= Required work =
Scan the entries below and extract each line with the word "limestone" in it.

┌─ Material provided

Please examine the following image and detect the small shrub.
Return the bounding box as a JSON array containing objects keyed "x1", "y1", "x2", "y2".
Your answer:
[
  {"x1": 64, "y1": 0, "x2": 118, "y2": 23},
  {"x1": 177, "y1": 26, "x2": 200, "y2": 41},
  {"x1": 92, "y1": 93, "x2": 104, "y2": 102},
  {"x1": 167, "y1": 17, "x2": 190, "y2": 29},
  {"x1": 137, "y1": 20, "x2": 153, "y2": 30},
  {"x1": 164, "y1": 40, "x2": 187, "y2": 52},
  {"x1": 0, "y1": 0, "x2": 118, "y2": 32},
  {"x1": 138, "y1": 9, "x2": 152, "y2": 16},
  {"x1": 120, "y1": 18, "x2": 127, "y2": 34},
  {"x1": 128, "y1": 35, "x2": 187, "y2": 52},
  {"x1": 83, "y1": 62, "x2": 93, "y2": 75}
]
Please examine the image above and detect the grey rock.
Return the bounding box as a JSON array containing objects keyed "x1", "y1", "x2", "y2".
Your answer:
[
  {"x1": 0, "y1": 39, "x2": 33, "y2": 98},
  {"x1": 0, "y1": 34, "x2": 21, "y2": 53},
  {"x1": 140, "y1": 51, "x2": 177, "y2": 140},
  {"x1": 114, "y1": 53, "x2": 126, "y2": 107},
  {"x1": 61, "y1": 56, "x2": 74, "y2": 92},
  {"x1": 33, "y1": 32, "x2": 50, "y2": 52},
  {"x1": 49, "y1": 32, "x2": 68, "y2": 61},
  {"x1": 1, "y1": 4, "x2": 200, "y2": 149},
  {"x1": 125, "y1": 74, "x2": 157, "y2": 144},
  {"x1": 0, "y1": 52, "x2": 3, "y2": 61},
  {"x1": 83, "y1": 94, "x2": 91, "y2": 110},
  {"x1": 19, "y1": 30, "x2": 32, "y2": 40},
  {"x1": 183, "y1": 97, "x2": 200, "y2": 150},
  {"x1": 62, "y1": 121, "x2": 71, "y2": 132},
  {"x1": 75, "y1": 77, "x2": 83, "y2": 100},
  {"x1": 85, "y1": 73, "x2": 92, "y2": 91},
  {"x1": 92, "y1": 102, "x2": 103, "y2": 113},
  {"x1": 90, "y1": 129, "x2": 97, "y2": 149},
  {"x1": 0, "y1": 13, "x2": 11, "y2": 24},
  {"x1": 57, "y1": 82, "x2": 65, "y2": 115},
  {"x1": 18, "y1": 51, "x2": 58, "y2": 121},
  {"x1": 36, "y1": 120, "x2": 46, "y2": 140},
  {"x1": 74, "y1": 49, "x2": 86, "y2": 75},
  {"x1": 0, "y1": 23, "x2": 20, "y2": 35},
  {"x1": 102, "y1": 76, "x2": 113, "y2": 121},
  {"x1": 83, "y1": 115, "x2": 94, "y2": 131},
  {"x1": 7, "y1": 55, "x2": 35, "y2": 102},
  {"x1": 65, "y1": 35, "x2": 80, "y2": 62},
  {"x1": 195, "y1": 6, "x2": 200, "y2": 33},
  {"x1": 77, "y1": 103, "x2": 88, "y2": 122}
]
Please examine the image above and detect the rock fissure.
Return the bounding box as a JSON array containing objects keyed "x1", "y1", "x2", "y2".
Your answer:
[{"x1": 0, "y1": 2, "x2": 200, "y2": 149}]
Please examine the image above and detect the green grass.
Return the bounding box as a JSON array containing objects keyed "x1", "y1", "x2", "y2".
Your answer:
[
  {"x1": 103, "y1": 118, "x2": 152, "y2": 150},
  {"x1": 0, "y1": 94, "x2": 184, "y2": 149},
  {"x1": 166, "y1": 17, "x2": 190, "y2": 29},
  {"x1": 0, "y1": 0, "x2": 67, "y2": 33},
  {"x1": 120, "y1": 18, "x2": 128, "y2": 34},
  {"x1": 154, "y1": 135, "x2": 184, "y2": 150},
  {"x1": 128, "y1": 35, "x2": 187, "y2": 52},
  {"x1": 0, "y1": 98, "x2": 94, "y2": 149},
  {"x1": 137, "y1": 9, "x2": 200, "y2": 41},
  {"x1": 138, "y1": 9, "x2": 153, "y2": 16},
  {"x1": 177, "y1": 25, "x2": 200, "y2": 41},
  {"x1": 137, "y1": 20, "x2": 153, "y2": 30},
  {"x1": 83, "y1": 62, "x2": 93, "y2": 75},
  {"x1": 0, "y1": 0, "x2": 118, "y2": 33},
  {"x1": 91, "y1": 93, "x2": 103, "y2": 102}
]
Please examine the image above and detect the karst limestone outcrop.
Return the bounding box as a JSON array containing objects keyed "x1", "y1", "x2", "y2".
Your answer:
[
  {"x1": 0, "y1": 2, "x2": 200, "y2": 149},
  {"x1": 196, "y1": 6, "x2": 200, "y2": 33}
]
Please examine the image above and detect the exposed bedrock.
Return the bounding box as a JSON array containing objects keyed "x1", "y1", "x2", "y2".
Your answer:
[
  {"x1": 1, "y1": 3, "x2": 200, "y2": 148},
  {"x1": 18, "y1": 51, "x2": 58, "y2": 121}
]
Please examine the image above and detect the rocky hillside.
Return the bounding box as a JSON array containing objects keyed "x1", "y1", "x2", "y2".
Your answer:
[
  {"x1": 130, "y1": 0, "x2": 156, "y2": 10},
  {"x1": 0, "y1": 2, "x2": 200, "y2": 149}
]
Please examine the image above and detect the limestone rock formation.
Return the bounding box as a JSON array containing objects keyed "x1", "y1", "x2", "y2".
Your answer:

└─

= Exercise output =
Please examine the image above and detect the karst limestone outcrop.
Please examine the image above and detect the limestone rock formation.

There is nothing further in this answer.